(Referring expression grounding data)
____

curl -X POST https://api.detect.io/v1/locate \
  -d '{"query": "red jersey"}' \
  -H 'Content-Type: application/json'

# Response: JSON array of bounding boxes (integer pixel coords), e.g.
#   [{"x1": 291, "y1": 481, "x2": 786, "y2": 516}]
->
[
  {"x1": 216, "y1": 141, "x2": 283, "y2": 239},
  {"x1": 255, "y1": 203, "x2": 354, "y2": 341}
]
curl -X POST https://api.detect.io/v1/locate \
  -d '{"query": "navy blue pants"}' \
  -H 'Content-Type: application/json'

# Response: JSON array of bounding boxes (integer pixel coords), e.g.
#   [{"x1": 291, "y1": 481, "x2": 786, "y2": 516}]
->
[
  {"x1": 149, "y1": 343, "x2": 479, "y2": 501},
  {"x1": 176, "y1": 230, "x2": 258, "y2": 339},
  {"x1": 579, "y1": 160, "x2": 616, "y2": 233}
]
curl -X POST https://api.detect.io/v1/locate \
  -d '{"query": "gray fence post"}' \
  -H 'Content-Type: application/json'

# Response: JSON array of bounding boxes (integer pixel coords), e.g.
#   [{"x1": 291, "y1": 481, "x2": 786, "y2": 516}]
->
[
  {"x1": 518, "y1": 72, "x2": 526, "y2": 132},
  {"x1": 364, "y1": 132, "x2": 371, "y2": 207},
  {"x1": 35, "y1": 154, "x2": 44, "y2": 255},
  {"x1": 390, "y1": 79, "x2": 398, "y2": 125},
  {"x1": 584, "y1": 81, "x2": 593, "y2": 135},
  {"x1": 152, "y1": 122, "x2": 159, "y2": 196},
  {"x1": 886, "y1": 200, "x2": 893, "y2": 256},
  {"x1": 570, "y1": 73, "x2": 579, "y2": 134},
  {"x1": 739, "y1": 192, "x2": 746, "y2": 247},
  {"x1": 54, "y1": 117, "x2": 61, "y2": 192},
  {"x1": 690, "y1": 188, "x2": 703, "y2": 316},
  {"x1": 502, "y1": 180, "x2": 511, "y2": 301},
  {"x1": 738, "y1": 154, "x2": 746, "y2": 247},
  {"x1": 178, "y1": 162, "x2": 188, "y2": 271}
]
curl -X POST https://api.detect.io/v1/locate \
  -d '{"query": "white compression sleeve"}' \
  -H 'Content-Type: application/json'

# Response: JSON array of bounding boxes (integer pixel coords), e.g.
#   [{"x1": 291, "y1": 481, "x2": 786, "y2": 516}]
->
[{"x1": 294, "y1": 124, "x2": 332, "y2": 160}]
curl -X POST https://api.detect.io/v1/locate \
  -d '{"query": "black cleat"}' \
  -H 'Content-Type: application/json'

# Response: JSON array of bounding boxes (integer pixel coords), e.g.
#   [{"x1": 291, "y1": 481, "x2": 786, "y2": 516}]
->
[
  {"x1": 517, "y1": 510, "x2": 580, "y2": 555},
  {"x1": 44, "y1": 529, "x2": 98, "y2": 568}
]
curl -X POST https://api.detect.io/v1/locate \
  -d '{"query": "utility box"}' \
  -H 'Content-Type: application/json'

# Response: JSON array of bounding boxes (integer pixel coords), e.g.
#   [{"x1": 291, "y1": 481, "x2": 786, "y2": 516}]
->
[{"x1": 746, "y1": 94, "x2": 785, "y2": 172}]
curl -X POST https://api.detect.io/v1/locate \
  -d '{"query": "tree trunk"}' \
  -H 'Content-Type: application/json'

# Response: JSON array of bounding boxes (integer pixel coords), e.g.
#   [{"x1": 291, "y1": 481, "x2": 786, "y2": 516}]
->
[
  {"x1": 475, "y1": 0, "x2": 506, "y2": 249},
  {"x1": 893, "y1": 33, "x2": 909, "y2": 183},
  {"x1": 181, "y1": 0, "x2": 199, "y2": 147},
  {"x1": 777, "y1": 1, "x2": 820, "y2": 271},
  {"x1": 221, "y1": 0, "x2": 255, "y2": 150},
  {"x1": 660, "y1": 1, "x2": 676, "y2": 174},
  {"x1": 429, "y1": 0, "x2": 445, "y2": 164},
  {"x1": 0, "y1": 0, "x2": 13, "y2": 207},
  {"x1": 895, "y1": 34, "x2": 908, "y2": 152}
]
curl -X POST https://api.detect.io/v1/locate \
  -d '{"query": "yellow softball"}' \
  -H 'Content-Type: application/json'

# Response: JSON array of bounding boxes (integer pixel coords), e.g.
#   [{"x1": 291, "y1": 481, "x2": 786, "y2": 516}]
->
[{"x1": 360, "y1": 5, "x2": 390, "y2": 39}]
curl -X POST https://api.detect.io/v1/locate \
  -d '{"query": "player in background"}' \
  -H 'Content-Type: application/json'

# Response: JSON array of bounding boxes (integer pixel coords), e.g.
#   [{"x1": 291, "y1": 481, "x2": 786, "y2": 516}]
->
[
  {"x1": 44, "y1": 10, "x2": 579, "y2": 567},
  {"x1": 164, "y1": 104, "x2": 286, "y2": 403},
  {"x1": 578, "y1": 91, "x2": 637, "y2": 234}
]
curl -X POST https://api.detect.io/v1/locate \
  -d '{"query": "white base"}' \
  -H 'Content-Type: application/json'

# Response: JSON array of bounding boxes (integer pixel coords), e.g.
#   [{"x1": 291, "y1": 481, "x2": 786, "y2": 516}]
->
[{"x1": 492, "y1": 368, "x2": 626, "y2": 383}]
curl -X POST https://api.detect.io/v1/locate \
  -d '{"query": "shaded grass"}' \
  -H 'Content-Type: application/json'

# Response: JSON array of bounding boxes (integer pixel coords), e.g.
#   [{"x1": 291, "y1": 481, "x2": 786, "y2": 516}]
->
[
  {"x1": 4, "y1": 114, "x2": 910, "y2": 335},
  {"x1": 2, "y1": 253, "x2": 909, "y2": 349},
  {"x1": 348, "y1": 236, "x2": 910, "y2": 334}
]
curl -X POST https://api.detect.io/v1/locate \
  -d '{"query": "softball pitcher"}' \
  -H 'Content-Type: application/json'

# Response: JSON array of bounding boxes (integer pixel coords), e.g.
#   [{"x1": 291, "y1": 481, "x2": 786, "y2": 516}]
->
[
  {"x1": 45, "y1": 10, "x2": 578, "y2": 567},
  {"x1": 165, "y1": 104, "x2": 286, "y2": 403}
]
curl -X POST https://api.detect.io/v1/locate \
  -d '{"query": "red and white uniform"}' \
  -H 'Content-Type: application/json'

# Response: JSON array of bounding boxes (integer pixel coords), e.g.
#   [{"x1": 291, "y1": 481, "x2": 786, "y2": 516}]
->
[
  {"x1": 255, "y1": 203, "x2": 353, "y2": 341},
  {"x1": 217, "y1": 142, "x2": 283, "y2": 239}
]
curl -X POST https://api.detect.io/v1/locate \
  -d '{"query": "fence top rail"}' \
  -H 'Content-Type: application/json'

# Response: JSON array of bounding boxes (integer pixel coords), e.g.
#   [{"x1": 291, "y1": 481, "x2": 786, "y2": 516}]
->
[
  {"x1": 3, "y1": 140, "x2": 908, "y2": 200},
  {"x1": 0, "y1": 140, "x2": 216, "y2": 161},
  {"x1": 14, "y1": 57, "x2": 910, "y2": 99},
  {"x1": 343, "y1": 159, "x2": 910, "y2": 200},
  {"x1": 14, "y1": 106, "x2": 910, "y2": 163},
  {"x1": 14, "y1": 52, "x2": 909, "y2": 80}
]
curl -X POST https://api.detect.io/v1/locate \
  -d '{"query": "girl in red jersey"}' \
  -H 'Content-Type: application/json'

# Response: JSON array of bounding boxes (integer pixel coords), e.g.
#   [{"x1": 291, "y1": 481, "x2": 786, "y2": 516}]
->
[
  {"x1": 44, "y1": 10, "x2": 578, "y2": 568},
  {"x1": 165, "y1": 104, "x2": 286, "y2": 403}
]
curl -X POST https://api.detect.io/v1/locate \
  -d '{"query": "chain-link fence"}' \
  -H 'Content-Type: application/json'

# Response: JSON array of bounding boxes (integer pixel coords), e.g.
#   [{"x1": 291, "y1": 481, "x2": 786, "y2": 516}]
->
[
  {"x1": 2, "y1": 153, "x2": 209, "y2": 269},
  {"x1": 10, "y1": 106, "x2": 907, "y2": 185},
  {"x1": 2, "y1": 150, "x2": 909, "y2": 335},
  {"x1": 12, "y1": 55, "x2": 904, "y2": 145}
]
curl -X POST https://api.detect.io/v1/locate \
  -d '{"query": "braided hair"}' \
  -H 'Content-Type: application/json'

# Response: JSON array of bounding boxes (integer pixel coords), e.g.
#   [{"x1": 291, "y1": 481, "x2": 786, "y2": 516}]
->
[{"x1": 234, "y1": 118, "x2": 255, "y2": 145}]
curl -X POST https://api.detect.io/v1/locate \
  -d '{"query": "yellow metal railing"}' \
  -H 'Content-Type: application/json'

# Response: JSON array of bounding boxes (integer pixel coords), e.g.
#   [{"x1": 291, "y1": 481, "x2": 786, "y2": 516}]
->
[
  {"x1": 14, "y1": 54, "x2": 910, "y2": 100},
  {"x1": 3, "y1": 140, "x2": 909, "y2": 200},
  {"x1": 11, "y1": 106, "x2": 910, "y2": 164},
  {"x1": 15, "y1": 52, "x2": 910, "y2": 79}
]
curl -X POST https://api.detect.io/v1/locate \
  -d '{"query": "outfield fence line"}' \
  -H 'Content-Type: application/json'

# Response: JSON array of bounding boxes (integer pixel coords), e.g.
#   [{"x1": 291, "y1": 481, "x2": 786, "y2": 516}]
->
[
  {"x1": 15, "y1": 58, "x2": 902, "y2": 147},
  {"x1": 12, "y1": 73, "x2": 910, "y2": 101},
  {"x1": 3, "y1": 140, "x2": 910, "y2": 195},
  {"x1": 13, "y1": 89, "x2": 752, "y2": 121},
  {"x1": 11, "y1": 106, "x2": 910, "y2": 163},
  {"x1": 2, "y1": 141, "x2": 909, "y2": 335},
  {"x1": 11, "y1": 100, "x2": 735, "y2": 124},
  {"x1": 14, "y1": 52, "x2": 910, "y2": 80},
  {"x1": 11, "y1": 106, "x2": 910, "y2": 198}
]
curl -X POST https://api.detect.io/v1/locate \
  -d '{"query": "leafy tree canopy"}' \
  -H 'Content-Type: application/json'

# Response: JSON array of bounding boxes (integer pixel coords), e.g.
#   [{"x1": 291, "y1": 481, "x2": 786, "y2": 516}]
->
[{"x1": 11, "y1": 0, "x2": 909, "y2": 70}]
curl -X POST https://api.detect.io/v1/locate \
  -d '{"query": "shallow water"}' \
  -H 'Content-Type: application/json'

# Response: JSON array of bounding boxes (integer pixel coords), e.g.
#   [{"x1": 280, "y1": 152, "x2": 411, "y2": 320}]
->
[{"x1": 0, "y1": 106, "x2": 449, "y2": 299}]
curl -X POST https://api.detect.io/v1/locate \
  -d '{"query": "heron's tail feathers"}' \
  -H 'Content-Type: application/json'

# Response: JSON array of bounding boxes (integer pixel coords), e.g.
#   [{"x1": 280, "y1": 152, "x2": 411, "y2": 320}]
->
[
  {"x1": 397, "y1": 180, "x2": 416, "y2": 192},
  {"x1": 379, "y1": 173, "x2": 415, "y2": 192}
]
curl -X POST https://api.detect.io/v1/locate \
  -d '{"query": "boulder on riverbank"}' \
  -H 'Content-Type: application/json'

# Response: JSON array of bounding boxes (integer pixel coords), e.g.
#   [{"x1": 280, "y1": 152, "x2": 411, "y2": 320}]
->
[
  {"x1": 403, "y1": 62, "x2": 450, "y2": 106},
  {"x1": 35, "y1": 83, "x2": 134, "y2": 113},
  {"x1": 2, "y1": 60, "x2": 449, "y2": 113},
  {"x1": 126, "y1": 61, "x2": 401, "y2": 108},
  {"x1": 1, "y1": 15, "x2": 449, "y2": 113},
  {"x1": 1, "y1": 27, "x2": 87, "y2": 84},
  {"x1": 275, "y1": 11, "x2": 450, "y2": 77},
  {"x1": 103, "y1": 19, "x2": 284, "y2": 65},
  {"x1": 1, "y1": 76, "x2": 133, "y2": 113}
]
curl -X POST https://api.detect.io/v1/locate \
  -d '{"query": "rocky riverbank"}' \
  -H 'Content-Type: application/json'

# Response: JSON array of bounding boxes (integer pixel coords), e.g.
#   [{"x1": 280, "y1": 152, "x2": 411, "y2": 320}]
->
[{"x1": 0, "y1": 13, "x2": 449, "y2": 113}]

____

Would you please copy all lines in the data that contain the word "tree"?

Written answer
  -d '{"query": "tree trunk"}' \
  -d '{"query": "leafy tree canopy"}' \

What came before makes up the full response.